### TRY IT
Would you print the whole listing again, exactly?

### STUDY MATERIAL
■ ■ ■ ■
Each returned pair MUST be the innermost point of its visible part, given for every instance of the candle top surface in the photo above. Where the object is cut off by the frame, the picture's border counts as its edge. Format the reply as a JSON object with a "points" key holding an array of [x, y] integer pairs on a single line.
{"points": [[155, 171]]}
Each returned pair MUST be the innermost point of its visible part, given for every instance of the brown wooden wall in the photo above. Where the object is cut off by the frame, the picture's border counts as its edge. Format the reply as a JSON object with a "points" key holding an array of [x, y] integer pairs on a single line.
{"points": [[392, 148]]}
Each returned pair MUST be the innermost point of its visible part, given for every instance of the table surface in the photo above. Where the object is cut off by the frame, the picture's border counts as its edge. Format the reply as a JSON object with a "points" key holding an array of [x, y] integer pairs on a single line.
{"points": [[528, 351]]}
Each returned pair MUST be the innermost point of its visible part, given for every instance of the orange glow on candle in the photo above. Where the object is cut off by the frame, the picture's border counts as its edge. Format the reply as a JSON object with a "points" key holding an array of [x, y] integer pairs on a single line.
■ ■ ■ ■
### ANSWER FOR THIS EXERCISE
Each returned pair MUST be the innermost point of its visible part, given for every instance of the candle top surface in the photo above. Where the object is cut off by the frame, the picture's border counts as its edge. Format the reply as a JSON object with a "points" key holding an array of [x, y] integer pairs on a single line.
{"points": [[155, 171]]}
Each returned pair MUST be the innermost point of its visible part, given for every instance of the brown wooden wall in the photo above. Where the object is cut off by the frame, the picture's border counts as its edge. Format the reply as a JSON object with a "points" key holding an array of [x, y] integer pairs on a single line.
{"points": [[392, 148]]}
Each returned pair MUST be the innermost point of its visible part, given for every instance of the table surface in the photo above. Where the object is cut off by the frame, the picture's border counts as its edge. Format the reply as a JSON object with a "points" key holding an array of [x, y] integer pairs on a single line.
{"points": [[528, 351]]}
Each returned pair MUST be the innermost point of its visible part, given for every instance of the orange glow on candle in the photo above. Where the object is cut off by the frame, the picture's border counts as its edge. Format the reply as a JSON object with a "points" key holding an array of [x, y] integer pairs on a single line.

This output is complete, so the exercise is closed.